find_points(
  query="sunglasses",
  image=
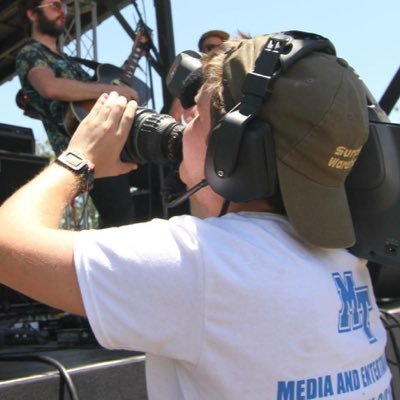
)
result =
(55, 5)
(208, 47)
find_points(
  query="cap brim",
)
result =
(320, 215)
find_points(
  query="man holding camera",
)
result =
(51, 80)
(255, 299)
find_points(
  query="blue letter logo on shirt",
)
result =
(356, 305)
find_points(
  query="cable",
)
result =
(390, 322)
(64, 375)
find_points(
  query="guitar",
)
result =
(76, 111)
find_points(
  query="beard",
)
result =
(48, 27)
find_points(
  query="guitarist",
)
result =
(51, 80)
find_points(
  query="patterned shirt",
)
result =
(35, 54)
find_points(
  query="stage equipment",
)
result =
(240, 161)
(16, 169)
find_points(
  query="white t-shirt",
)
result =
(236, 307)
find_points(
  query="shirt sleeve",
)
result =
(143, 288)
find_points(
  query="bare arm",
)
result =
(51, 87)
(36, 256)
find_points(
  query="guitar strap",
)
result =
(88, 63)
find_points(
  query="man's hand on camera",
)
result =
(128, 92)
(101, 136)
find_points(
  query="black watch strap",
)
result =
(79, 165)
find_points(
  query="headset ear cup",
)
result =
(255, 175)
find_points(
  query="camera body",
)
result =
(373, 185)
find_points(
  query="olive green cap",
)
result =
(318, 113)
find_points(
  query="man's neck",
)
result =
(47, 40)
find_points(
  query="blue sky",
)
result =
(364, 32)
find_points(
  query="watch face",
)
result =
(74, 160)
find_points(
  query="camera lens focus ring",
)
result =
(152, 140)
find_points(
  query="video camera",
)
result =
(373, 186)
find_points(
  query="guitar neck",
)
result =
(132, 63)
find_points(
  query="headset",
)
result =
(240, 161)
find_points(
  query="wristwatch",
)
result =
(80, 166)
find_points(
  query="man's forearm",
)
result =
(31, 259)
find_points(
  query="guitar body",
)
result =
(105, 73)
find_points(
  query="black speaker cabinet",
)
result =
(16, 139)
(16, 169)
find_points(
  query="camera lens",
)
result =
(154, 138)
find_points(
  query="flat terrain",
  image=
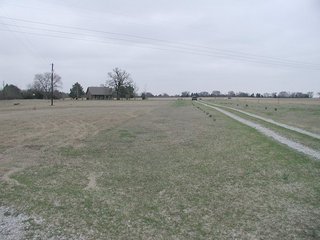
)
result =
(302, 113)
(149, 170)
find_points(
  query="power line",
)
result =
(169, 49)
(176, 44)
(155, 43)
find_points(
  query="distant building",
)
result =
(99, 93)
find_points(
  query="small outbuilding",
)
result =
(99, 93)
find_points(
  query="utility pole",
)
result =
(52, 84)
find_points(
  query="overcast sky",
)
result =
(168, 46)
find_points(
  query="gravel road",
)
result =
(294, 145)
(299, 130)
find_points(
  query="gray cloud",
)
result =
(229, 31)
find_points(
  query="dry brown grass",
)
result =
(152, 170)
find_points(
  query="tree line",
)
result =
(282, 94)
(123, 86)
(119, 80)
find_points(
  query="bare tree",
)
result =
(42, 83)
(119, 80)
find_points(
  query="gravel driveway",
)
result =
(294, 145)
(299, 130)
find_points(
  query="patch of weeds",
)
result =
(181, 103)
(125, 134)
(70, 151)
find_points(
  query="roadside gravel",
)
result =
(299, 130)
(294, 145)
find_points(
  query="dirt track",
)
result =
(299, 130)
(294, 145)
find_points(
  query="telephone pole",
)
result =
(52, 84)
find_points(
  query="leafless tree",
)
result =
(42, 83)
(119, 80)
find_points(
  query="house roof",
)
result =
(99, 91)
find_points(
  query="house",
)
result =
(99, 93)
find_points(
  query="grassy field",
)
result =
(151, 170)
(302, 113)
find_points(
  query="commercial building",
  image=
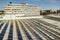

◆ ◆ ◆ ◆ ◆ ◆ ◆

## [TASK GOAL]
Scan the listing above for the word "gravel" and show each line where it is found.

## [SOLUTION TO THE EXERCISE]
  query="gravel road",
  query="gravel driveway",
  query="roadside gravel",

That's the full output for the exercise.